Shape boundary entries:

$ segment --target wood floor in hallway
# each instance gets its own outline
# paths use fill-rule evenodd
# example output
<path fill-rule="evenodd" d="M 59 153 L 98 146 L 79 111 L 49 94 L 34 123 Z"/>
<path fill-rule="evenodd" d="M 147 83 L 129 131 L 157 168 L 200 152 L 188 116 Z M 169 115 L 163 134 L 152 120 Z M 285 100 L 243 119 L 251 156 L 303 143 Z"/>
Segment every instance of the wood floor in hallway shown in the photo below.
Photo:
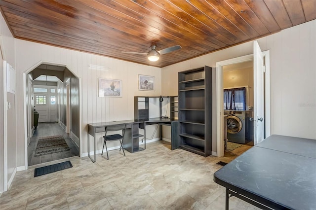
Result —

## SET TASK
Rewrite the listing above with "hallway" replaced by "corridor" everywhere, keeping everything else the same and leaving out the pictures.

## RESULT OF THE TASK
$ segment --target wood floor in corridor
# each instance gets its own outline
# paths use fill-rule evenodd
# example output
<path fill-rule="evenodd" d="M 59 153 L 98 146 L 79 111 L 49 94 L 34 123 Z"/>
<path fill-rule="evenodd" d="M 147 83 L 129 131 L 157 168 L 200 152 L 188 116 Z M 169 115 L 163 134 L 152 120 Z M 285 100 L 243 119 L 251 156 L 303 143 Z"/>
Segment every instance of the wood floor in corridor shown in the photo below.
Photo:
Result —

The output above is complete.